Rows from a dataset
━━━━
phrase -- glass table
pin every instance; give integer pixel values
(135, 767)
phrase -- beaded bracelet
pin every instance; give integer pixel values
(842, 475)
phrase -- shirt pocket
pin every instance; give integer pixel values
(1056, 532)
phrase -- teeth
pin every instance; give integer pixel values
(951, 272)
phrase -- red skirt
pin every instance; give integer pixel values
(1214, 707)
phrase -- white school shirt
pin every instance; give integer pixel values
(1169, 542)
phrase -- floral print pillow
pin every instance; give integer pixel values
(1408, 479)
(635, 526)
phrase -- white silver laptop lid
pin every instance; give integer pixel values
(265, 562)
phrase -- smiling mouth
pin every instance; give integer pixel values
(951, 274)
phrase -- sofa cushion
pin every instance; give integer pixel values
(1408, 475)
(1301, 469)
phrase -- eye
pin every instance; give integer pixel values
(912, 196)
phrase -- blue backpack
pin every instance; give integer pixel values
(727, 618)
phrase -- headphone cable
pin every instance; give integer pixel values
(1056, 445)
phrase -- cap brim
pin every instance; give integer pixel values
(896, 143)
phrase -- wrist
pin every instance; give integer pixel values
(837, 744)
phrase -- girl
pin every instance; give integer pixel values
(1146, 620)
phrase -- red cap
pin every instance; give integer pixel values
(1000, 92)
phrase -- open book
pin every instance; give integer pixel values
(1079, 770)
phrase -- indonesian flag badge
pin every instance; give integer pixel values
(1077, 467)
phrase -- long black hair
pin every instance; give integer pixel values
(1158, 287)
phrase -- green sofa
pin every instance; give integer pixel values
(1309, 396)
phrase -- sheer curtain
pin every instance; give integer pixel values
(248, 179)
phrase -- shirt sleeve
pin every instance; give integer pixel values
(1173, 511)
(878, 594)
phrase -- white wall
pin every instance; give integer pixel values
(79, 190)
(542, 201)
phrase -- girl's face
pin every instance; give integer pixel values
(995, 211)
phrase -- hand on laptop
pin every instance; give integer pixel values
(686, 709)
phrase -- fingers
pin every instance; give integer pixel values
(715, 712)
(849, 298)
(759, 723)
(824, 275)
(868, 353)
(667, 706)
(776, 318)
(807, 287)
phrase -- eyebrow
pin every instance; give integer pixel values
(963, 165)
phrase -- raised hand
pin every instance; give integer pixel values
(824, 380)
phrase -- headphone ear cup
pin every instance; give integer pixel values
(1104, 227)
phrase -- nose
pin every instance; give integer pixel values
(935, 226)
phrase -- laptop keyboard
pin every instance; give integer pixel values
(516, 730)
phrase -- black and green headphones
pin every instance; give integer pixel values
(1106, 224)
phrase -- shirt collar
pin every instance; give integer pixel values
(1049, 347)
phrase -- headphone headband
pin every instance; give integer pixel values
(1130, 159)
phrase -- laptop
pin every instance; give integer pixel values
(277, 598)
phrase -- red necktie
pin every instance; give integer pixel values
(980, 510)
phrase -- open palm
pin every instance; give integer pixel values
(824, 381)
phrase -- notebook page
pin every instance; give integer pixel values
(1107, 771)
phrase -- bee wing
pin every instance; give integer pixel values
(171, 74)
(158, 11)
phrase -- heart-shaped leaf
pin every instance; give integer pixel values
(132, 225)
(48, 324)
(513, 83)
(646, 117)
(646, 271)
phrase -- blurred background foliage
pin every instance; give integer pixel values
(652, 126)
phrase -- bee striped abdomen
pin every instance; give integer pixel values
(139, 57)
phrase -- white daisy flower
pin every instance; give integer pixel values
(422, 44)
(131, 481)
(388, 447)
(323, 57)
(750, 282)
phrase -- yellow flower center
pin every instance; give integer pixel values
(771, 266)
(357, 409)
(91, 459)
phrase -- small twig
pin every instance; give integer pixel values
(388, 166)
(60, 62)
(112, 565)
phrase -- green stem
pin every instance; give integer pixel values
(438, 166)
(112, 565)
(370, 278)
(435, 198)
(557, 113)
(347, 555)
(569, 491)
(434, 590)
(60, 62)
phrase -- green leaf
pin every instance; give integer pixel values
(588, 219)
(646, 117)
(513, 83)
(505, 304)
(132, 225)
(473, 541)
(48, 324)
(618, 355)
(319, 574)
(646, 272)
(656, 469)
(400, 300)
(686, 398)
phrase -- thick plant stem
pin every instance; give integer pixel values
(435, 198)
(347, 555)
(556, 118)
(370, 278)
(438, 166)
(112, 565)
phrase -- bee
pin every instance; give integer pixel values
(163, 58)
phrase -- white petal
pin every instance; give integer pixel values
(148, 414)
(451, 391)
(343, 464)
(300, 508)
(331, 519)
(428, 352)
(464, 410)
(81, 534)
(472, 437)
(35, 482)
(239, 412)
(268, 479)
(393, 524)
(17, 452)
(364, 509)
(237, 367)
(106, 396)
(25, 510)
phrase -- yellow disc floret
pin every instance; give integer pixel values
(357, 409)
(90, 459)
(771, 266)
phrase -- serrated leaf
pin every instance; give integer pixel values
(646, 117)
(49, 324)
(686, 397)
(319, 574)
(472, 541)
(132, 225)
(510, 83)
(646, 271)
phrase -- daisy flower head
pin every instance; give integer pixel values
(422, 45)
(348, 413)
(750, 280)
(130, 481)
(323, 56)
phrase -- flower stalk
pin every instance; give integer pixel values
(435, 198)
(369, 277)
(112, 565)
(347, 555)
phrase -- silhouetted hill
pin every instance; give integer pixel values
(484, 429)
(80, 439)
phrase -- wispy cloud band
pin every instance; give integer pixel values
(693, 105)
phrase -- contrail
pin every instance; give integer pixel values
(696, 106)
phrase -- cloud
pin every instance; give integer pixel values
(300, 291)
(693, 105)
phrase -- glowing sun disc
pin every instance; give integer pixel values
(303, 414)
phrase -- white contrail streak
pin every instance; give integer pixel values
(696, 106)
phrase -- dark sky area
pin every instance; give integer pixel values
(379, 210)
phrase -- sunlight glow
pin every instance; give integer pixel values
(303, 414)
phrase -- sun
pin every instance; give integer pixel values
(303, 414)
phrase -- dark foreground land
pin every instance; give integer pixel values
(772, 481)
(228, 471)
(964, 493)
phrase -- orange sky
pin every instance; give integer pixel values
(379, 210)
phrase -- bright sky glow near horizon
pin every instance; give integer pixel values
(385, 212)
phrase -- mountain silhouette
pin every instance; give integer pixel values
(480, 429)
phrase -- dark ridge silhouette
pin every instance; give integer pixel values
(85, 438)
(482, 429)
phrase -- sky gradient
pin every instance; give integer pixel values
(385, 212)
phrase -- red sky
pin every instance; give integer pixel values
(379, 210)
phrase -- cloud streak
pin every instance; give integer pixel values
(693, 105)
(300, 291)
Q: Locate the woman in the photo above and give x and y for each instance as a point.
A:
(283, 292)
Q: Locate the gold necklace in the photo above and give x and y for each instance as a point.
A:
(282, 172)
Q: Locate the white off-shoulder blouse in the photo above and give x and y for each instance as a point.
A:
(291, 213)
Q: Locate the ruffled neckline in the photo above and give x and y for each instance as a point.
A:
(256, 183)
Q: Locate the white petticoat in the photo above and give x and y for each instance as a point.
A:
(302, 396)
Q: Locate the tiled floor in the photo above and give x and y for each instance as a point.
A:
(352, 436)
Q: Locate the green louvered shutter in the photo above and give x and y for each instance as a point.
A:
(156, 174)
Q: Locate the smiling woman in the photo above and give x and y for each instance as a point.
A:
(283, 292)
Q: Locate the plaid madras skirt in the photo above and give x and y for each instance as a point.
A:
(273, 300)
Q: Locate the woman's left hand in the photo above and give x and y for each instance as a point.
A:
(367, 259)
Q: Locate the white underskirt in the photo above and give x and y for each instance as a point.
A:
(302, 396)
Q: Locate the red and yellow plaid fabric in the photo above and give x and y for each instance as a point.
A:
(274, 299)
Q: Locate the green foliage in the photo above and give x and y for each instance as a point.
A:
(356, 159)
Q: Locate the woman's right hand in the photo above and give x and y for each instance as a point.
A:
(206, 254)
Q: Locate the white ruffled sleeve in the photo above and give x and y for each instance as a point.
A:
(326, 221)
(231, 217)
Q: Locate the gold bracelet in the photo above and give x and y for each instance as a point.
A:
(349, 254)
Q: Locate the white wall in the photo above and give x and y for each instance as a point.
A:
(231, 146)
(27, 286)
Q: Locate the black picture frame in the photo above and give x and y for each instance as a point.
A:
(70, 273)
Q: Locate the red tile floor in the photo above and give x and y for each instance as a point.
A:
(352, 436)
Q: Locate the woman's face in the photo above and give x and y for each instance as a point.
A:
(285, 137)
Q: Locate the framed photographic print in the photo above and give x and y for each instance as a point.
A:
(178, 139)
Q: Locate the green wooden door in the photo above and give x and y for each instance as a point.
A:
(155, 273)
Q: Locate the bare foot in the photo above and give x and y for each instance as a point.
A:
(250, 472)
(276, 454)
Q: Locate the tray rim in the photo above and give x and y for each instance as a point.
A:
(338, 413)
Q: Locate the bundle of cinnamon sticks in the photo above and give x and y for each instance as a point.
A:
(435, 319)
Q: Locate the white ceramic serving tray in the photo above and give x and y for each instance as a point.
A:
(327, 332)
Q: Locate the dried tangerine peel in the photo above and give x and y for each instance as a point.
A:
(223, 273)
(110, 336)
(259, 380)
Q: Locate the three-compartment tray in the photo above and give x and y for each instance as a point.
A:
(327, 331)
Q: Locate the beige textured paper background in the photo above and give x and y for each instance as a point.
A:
━━━━
▸ Task instructions
Copy out the part of the listing above that runs from its very first line through the line containing "(1169, 542)", with both ends included and every line reproduced word for word.

▸ Solved exercise
phrase -- glass table
pin every instance; give integer pixel values
(135, 767)
phrase -- beaded bracelet
pin every instance; give integer pixel values
(842, 475)
phrase -- shirt pocket
pin every instance; give integer pixel values
(1056, 532)
phrase -- teeth
pin every instance; give integer pixel values
(951, 272)
phrase -- red skirt
pin every instance; give integer pixel values
(1214, 707)
phrase -- white school shirt
pin every instance; give integer pixel values
(1169, 542)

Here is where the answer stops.